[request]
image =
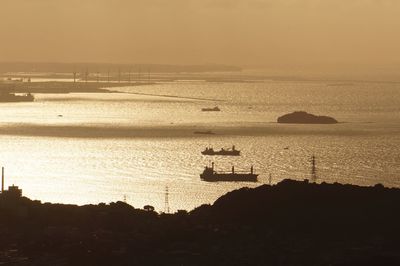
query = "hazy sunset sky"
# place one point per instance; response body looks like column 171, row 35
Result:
column 240, row 32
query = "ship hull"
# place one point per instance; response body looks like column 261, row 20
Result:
column 229, row 177
column 236, row 153
column 16, row 98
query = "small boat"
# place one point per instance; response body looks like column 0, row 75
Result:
column 223, row 152
column 210, row 175
column 215, row 109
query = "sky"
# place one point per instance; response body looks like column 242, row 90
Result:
column 236, row 32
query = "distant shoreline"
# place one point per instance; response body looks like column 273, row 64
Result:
column 64, row 87
column 171, row 131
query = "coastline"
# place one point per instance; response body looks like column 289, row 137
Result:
column 291, row 223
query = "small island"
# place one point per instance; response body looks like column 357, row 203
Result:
column 301, row 117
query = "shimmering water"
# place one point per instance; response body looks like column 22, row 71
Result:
column 90, row 148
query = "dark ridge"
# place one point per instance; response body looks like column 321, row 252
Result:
column 301, row 117
column 291, row 223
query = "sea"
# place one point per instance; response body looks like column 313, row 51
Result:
column 140, row 146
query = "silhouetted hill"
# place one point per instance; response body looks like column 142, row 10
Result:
column 291, row 223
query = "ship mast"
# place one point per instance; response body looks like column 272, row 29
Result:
column 313, row 170
column 166, row 204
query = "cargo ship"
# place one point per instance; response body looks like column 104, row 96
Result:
column 215, row 109
column 210, row 175
column 6, row 97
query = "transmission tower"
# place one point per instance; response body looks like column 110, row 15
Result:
column 166, row 204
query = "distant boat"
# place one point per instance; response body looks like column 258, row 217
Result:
column 210, row 175
column 12, row 97
column 215, row 109
column 209, row 132
column 228, row 152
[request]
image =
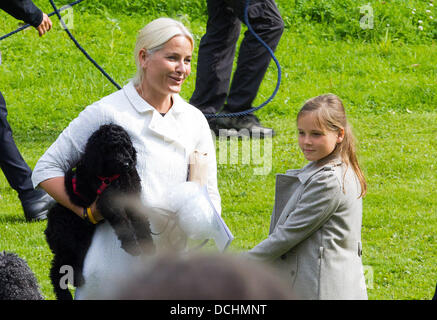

····················

— Job —
Reproduce every item above verbatim, leaving out the pictures.

— Solution for this exercise —
[request]
image =
query = "hazy sunset sky"
# place one point per instance; response body looks like column 171, row 35
Result:
column 240, row 32
query = "ship hull"
# place one point per instance; response body looks like column 261, row 20
Result:
column 229, row 177
column 236, row 153
column 16, row 98
query = "small boat"
# place one point per instance; response body looks like column 0, row 75
Result:
column 223, row 152
column 210, row 175
column 215, row 109
query = "sky"
# place one point per instance; response body looks like column 242, row 90
Result:
column 236, row 32
query = "distant shoreline"
# place one point per instance; response body looks like column 273, row 64
Result:
column 64, row 87
column 171, row 131
query = "coastline"
# place one point per instance; response body looks like column 289, row 137
Result:
column 291, row 223
query = "small island"
# place one point per instance; response body looks like column 357, row 203
Result:
column 301, row 117
query = "shimmering water"
# place one point per instance; response body looks like column 22, row 71
Result:
column 90, row 148
query = "dark ridge"
# place one point per instance; response body looks like column 321, row 252
Result:
column 301, row 117
column 291, row 223
query = "sea"
# place one point per instance; response body looks like column 313, row 51
Result:
column 140, row 146
query = "silhouetted hill"
# place one point per instance; response body looks like column 142, row 10
Result:
column 291, row 223
query = "ship mast"
# place one point per instance; response body looks like column 272, row 29
Result:
column 313, row 170
column 166, row 204
query = "cargo ship"
# place one point per instance; response body looks like column 104, row 96
Result:
column 215, row 109
column 210, row 175
column 6, row 97
query = "transmission tower"
# place one point per instance; response body looks like column 110, row 15
Result:
column 166, row 204
query = "distant boat"
# place one point per instance; response body looks like column 258, row 217
Result:
column 210, row 175
column 12, row 97
column 215, row 109
column 209, row 132
column 228, row 152
[request]
image =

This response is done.